>> start QUOTED PASSAGE
# **NOREVE watchers** Out for Delivery: Monday, May 2!!!



## PG4003 (Patricia) (Jan 30, 2010)

*My shipping notice!! Who's as happy as I am??*     

Noreve
------------------------------------------------------
Order number : N132636
Date off order : mardi 12 avril, 2011

Dear Valued Customer,

Your parcel will be leaving our warehouse on 30/04/2011

You can track it on :

http://www.ups.com/WebTracking/track

We have already booked your parcel's tracking number, which is : 1Z5R01F60446791640

Thank you for your trust.

Sincerely,

Cynthia


----------



## maries (Dec 29, 2010)

I'm so happy for you!    And me too.  I can't be too far behind.  I ordered on the 14th.


----------



## ayuryogini (Jan 3, 2010)
>> end QUOTED PASSAGE
_EXERCISES:_
[A] Repeat the passage of the Noreve forum thread between "You can track" and "for your trust.", inclusive.
[B] Write the next part of the Noreve forum thread, picking up right after its last line.
>> start RECORDED DATA
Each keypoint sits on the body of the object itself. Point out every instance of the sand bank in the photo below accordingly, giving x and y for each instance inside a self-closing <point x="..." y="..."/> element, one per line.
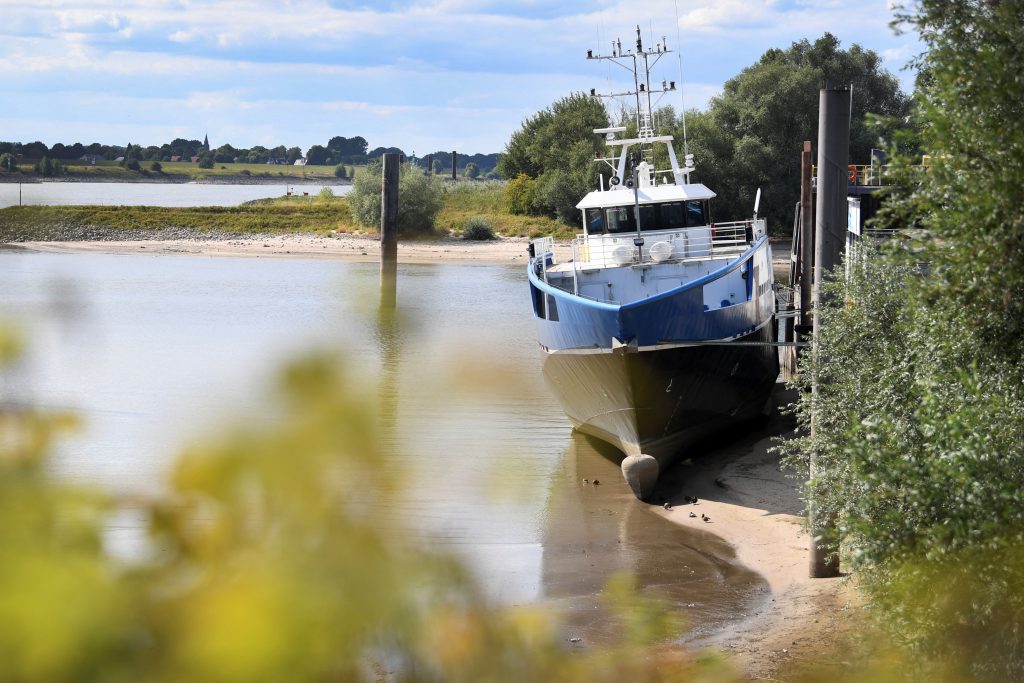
<point x="756" y="507"/>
>> end RECORDED DATA
_REPLIES:_
[A]
You can track it on :

http://www.ups.com/WebTracking/track

We have already booked your parcel's tracking number, which is : 1Z5R01F60446791640

Thank you for your trust.

[B]
That's great, Patricia, I can't wait to see pictures...
and the bag you make to go with it


----------



## Guest (Apr 29, 2011)

YAY!!!!  We will expect photographs ASAP!!  LOL!


----------



## BlondeStylus (Jan 28, 2011)

Add in my YAY and Wahooo!  Glad it's close now, Patricia!


----------



## Vet (Apr 25, 2010)

Wonderful news! It should go beautifully with your new bag!


----------



## Cardinal (Feb 24, 2010)

Its in Philadelphia!


----------



## PG4003 (Patricia) (Jan 30, 2010)

Aha, so it is, Michelle!  It must have flown all night getting from Germany, huh?  Since it's arrived in the States, maybe I'll get it before Thursday, maybe.....


----------



## ayuryogini (Jan 3, 2010)

I keep seeing mention of a new bag you made; are there any pics; I'd love to see it.


----------



## ayuryogini (Jan 3, 2010)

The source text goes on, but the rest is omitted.